## About this exercise
Only lines holding "queried" are wanted; copy each of them from the records below.
(Listed records Opens)
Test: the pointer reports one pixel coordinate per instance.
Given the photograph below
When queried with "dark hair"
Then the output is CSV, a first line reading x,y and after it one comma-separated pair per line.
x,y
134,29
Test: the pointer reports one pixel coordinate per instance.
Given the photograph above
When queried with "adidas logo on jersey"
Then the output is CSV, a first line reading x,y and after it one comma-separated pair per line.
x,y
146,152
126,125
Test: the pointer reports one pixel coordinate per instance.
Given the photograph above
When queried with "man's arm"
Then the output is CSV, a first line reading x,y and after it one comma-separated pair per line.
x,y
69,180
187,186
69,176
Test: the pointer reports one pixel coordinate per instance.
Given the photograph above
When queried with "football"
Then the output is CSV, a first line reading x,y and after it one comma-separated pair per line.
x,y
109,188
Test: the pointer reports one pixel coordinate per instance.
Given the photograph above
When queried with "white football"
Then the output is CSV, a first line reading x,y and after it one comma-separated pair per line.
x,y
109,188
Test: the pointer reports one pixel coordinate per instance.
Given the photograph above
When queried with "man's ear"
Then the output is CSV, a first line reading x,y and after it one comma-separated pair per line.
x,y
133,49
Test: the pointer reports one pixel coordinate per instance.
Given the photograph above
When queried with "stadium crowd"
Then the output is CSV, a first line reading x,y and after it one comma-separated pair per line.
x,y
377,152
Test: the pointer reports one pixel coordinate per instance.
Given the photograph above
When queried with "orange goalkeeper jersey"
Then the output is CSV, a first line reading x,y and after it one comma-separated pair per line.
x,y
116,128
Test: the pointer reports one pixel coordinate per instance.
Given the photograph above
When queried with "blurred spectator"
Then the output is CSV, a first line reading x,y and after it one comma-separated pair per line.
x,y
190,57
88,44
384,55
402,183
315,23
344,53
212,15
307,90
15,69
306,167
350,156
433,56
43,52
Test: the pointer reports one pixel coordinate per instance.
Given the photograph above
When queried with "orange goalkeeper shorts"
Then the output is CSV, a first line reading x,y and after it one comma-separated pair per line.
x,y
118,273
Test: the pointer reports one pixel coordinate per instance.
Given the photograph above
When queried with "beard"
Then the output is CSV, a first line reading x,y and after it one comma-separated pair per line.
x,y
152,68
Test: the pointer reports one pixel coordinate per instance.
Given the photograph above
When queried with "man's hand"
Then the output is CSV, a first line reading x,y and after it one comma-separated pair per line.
(Listed records Closes)
## Response area
When queried with "dark hair"
When queried with "adidas logo on jersey"
When queried with "man's arm"
When queried with "football"
When queried with "white football"
When queried with "man's ear"
When queried with "stadium crowd"
When queried with "orange goalkeeper jersey"
When queried with "blurred spectator"
When queried with "orange goalkeeper shorts"
When queried with "beard"
When queried with "man's hand"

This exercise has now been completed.